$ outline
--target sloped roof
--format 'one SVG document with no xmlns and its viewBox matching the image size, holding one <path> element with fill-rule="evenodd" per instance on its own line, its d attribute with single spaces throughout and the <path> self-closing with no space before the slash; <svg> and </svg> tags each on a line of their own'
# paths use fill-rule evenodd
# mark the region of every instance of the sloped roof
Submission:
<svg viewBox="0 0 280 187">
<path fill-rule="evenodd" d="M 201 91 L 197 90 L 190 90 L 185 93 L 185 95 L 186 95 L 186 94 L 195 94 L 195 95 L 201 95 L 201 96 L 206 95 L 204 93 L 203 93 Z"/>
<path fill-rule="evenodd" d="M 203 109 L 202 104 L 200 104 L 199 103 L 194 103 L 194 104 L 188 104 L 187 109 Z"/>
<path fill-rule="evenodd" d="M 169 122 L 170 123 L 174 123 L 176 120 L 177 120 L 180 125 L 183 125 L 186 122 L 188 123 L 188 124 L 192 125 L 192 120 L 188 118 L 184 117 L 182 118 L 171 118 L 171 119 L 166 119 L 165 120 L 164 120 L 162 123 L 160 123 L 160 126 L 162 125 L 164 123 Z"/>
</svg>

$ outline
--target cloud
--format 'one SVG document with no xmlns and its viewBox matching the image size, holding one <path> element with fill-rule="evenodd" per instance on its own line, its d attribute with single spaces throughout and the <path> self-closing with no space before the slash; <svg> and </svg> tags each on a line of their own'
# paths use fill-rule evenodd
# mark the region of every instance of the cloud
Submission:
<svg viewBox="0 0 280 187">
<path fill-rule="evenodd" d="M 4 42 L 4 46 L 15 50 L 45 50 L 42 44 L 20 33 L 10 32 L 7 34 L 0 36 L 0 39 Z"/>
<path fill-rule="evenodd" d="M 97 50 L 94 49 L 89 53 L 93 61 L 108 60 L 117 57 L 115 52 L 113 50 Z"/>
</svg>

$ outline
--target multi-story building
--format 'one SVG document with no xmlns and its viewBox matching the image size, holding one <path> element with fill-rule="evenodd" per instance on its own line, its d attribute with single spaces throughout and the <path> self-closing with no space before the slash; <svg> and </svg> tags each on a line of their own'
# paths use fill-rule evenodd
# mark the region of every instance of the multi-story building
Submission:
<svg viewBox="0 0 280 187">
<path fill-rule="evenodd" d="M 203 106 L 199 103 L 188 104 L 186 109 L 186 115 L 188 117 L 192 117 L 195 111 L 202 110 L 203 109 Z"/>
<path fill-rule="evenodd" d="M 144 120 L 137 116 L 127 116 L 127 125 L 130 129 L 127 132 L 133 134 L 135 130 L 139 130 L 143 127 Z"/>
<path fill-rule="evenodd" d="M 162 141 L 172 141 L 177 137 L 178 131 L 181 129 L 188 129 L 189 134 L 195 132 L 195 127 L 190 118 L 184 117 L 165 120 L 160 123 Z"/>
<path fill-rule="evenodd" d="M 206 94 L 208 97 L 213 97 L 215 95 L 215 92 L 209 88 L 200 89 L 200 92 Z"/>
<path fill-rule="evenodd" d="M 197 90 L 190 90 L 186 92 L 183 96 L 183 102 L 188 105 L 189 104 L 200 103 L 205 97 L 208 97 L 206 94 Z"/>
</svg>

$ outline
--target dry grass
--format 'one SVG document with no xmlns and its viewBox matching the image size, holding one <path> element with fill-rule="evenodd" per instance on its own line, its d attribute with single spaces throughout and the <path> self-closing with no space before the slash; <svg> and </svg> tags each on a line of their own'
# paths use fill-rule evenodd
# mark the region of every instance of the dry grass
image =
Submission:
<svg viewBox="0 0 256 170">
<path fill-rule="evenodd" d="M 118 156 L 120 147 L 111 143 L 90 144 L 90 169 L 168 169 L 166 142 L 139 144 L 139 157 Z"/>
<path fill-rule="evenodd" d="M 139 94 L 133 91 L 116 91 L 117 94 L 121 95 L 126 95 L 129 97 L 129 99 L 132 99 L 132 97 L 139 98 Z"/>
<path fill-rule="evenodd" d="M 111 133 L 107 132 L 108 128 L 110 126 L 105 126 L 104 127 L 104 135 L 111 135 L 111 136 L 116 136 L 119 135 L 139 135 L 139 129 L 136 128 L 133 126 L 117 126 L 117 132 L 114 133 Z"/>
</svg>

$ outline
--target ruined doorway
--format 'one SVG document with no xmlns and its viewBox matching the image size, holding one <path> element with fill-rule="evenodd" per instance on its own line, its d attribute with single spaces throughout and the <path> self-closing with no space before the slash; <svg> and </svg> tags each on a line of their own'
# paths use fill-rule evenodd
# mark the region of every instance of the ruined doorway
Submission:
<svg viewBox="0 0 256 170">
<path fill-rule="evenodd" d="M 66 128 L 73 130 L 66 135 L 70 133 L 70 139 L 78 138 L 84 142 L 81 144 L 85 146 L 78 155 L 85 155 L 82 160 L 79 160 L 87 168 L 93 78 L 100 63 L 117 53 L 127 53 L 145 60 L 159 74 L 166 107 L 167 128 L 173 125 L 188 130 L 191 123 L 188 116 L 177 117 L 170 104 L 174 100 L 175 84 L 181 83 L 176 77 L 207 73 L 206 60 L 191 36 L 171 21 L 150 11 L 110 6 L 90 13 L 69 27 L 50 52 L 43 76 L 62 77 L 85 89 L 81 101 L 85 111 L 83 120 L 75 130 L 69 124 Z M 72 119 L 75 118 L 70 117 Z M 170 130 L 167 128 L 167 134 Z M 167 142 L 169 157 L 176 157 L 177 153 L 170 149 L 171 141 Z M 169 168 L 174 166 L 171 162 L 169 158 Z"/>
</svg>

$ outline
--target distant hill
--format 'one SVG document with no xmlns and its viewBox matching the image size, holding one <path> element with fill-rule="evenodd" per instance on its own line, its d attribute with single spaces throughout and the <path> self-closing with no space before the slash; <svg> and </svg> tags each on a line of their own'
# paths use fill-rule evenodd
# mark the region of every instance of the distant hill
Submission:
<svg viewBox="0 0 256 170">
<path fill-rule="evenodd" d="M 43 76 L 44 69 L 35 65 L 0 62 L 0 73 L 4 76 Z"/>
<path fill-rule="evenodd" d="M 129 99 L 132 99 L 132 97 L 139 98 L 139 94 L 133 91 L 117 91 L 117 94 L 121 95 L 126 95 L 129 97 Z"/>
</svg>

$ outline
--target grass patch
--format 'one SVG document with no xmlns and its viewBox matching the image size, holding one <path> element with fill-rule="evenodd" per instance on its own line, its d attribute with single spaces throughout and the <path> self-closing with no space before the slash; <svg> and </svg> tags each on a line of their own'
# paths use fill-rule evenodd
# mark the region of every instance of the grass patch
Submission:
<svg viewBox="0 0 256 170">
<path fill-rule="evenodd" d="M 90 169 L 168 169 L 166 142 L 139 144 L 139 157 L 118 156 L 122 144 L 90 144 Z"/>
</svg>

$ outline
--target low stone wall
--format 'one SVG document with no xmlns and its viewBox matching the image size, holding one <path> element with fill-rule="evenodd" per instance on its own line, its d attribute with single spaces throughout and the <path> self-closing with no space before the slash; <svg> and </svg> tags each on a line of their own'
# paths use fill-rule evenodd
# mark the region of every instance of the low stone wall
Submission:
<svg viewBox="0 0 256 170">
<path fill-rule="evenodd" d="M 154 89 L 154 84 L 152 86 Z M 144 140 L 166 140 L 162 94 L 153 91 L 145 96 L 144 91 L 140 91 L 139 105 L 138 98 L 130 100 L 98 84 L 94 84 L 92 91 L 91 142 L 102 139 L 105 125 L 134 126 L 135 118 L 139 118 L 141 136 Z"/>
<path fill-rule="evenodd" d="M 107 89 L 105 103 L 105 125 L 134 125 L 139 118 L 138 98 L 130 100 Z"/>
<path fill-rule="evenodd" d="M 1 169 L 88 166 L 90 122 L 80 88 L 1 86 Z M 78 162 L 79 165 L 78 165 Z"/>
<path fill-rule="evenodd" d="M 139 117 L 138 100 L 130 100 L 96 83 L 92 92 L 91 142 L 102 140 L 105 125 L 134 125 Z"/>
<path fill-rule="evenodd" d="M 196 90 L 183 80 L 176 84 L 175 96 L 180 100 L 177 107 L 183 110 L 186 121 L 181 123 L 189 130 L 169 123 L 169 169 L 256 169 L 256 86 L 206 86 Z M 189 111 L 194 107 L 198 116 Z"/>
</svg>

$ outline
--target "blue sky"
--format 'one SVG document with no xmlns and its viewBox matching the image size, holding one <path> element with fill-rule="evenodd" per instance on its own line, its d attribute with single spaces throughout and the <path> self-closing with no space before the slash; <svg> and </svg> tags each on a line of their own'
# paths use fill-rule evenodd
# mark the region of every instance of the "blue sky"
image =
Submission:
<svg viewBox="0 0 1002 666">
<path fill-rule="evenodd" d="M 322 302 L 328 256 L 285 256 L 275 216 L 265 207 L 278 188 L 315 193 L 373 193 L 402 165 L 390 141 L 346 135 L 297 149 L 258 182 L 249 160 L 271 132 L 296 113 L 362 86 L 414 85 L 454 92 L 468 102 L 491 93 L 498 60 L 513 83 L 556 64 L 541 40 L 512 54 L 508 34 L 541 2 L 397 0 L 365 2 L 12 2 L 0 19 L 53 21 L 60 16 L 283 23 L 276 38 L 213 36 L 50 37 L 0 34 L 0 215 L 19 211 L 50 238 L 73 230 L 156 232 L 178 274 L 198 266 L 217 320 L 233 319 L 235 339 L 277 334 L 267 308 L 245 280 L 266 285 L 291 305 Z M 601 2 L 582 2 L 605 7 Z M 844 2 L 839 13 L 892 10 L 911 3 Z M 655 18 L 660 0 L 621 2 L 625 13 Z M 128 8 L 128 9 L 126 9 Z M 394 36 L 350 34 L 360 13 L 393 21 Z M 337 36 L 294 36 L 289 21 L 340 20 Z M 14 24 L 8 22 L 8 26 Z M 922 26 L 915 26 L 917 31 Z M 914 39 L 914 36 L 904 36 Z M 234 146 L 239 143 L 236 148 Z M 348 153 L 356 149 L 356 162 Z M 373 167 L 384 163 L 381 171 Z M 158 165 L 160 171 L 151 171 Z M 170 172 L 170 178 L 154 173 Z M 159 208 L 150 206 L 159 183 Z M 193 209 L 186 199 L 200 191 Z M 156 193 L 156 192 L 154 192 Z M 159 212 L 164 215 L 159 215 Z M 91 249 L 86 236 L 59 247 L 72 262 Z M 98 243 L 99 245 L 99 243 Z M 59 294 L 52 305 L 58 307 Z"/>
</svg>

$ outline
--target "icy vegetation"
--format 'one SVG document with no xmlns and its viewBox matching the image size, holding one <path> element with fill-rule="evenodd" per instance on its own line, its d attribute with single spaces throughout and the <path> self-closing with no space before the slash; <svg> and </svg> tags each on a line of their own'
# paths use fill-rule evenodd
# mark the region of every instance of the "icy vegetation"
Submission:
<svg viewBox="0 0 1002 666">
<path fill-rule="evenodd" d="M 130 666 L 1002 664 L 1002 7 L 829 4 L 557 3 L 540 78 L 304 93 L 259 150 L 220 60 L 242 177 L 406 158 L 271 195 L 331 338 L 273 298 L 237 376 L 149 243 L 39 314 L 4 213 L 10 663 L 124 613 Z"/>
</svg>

━━━━━━━━

◆ Exercise prompt: Starting with the first line of the items above and going on through the line with "203 109 L 202", format those lines as a numbered list, leaving out any blank lines.

◆ Output below:
1. $ outline
2. --target sloped roof
3. --format 'one SVG document with no xmlns and its viewBox matching the image size, holding one <path> element with fill-rule="evenodd" per instance on its own line, its d attribute with single spaces throughout and the <path> self-closing with no space before the slash; <svg> and </svg> tags each on a line of their own'
4. # paths use fill-rule evenodd
5. # mark the region of every instance of the sloped roof
6. Submission:
7. <svg viewBox="0 0 280 187">
8. <path fill-rule="evenodd" d="M 201 91 L 197 90 L 190 90 L 185 93 L 185 95 L 186 95 L 186 94 L 195 94 L 195 95 L 201 95 L 201 96 L 206 95 L 204 93 L 203 93 Z"/>
9. <path fill-rule="evenodd" d="M 203 109 L 202 104 L 200 104 L 199 103 L 194 103 L 194 104 L 188 104 L 187 109 Z"/>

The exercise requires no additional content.